**FRAGMENTO DE LECTURA**
________________________________________
Pbro. Gustavo E. PODESTÁ


Adviento

1992. Ciclo C

23º Domingo durante el año
(GEP, 6-9-92)

Lectura del santo Evangelio según san Lucas 14, 25-33
En aquel tiempo: Junto con Jesús iba un gran gentío, y él, dándose vuelta, les dijo: «Cualquiera que venga a mí y no me ame más que a su padre y a su madre, a su mujer y a sus hijos, a sus hermanos y hermanas, y hasta a su propia vida, no puede ser mi discípulo. El que no carga con su cruz y me sigue, no puede ser mi discípulo. ¿Quién de vosotros, si quiere edificar una torre, no se sienta primero a calcular los gastos, para ver si tiene con qué terminarla? No sea que una vez puestos los cimientos, no pueda acabar y todos los que lo vean se rían de él, diciendo: "Este comenzó a edificar y no pudo terminar" ¿Y qué rey, cuando sale en campaña contra otro, no se sienta antes a considerar si con diez mil hombres puede enfrentar al que viene contra él con veinte mil? Por el contrario, mientras el otro rey está todavía lejos, envía una embajada para negociar la paz. De la misma manera, cualquiera de vosotros que no renuncie a todo lo que posee, no puede ser mi discípulo»

Sermón

Una de las incógnitas que ha develado el famoso satélite COBE y que ha permitido confirmar plenamente la teoría de la expansión del universo con su gran estallido inicial, el Big Bang -o Gran Pum, como más en criollo lo llama Juan Luis Gallardo-, es el por qué una explosión uniforme de energía podía dar lugar a las concentraciones de materia que forman nuestras galaxias y no que todo estuviera isotrópica, homogéneamente disperso por el espacio. Esto daba pie a que los científicos ateos pusieran ardorosamente en tela de juicio la teoría, ya que ella probaba inapelablemente que el Universo era finito, temporal y espacialmente, y, por lo tanto, que no podía bastarse a si mismo y exigía la existencia de algo fuera de él que no tuviera temporalidad ni distancias, es decir de Dios.

Las irregularidades, según ellos, probaban que el Big Bang no había existido y que el universo era eterno y permanente y por lo tanto no necesitaba de Dios.

En realidad con los descubrimientos del COBE el por qué de las irregularidades no se ha elucidado del todo, pero las fotografías del radiómetro del satélite han permitido captar sin lugar a dudas los efectos de esa explosión y determinar fluctuaciones y diferencias de concentración de energía ya a los 300.000 años de aquella, es decir en la infancia del cosmos, con lo cual al mismo tiempo que se confirma la teoría del Big Bang, se ve cómo ya allí tan tempranamente existen las condiciones que permitirán luego la aparición de grandes concentraciones de masa y por lo tanto de las estrellas.
________________________________________
**REGISTROS DEL LISTADO**
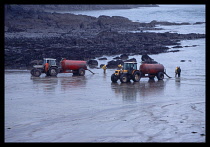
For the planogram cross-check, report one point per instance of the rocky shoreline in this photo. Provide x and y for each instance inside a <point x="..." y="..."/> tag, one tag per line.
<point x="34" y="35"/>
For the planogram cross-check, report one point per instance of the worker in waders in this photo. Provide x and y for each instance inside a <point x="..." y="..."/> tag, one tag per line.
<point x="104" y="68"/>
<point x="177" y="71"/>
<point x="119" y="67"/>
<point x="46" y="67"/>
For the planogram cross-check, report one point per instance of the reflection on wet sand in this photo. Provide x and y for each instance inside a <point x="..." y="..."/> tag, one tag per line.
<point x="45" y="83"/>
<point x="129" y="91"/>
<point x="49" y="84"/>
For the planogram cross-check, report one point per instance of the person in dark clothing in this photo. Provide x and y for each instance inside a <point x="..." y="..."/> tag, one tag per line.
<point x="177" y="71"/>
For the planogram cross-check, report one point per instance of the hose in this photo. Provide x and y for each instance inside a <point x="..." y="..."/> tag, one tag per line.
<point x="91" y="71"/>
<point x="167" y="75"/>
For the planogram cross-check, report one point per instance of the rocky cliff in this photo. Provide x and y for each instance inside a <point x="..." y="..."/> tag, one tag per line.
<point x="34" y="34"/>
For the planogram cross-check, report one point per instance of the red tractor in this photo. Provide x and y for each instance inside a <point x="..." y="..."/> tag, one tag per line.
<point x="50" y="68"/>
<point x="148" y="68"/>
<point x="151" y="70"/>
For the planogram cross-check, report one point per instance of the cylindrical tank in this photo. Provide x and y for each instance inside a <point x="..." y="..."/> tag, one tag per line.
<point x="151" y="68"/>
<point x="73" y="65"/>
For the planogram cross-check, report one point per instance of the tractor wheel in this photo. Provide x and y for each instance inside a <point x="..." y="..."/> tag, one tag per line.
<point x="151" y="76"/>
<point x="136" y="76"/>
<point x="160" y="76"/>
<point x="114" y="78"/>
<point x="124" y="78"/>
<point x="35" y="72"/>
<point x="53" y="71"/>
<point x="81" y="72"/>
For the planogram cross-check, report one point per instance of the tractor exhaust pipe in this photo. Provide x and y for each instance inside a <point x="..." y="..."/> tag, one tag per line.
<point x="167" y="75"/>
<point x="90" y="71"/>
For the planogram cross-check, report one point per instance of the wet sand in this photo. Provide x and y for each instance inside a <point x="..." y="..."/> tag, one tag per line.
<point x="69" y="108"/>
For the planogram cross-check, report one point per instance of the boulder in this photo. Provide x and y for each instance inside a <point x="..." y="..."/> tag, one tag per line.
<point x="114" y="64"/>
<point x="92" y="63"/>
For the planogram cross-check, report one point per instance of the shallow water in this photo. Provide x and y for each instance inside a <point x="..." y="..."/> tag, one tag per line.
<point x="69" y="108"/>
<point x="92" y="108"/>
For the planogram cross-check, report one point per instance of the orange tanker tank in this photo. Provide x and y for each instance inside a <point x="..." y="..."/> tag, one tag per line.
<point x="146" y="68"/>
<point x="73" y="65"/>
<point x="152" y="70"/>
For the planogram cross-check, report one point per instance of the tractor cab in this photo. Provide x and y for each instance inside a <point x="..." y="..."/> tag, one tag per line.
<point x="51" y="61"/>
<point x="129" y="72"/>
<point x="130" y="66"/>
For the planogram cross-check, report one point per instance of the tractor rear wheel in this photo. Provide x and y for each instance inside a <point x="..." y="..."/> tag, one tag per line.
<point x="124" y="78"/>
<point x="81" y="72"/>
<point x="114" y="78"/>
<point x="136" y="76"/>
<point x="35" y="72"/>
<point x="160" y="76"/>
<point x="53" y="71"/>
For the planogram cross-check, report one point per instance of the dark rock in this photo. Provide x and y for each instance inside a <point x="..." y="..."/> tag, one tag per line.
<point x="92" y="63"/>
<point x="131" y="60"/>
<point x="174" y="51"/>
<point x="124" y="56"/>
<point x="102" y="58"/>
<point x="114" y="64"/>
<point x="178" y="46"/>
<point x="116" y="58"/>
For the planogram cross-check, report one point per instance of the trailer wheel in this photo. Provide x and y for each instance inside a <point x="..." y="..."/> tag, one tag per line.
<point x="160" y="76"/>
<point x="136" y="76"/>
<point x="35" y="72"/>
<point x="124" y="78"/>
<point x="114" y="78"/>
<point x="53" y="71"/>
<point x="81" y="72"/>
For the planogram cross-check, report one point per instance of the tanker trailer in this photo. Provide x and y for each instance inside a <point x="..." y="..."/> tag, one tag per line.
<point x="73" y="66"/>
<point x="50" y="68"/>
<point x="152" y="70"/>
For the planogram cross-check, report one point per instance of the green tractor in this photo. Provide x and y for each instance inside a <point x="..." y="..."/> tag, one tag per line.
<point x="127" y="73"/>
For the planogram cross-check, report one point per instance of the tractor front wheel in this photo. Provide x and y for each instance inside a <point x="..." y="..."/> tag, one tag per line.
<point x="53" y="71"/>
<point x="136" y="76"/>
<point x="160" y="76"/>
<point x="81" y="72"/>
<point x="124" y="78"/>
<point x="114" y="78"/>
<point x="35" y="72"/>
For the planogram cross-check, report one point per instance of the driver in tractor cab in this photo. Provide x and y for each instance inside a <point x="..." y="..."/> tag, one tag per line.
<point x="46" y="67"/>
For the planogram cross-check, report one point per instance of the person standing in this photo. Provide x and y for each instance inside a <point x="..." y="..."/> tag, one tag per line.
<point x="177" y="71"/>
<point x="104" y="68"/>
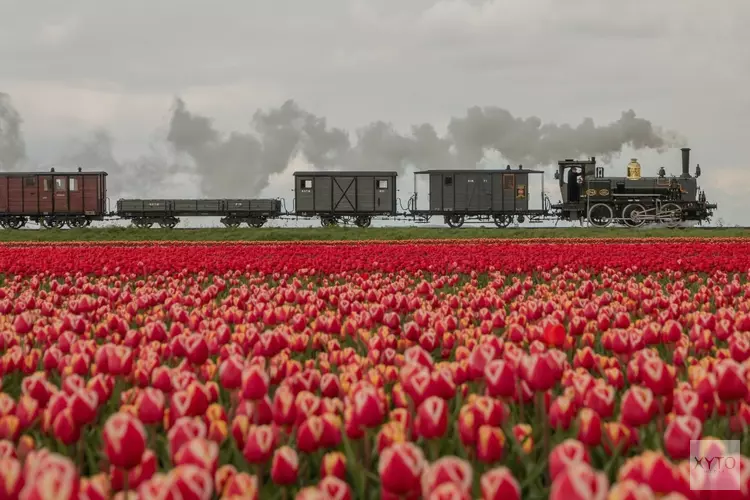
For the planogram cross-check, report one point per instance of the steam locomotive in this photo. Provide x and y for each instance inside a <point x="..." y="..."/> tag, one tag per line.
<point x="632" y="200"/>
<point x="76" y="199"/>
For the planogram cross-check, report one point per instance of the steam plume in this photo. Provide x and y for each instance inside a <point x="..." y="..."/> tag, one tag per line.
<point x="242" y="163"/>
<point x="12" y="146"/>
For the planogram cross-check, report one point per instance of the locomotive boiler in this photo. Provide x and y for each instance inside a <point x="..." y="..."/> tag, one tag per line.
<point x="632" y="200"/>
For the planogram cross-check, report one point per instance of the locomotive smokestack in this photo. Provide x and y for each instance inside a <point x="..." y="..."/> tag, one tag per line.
________________________________________
**CONSIGNA PLANTEADA**
Transcribe, sin alterar nada, el pasaje del sermón sobre el satélite COBE que comienza con las palabras que contienen "Una de las incógnitas" y termina con "decir de Dios.".

**RESPUESTA DEL EJERCICIO**
Una de las incógnitas que ha develado el famoso satélite COBE y que ha permitido confirmar plenamente la teoría de la expansión del universo con su gran estallido inicial, el Big Bang -o Gran Pum, como más en criollo lo llama Juan Luis Gallardo-, es el por qué una explosión uniforme de energía podía dar lugar a las concentraciones de materia que forman nuestras galaxias y no que todo estuviera isotrópica, homogéneamente disperso por el espacio. Esto daba pie a que los científicos ateos pusieran ardorosamente en tela de juicio la teoría, ya que ella probaba inapelablemente que el Universo era finito, temporal y espacialmente, y, por lo tanto, que no podía bastarse a si mismo y exigía la existencia de algo fuera de él que no tuviera temporalidad ni distancias, es decir de Dios.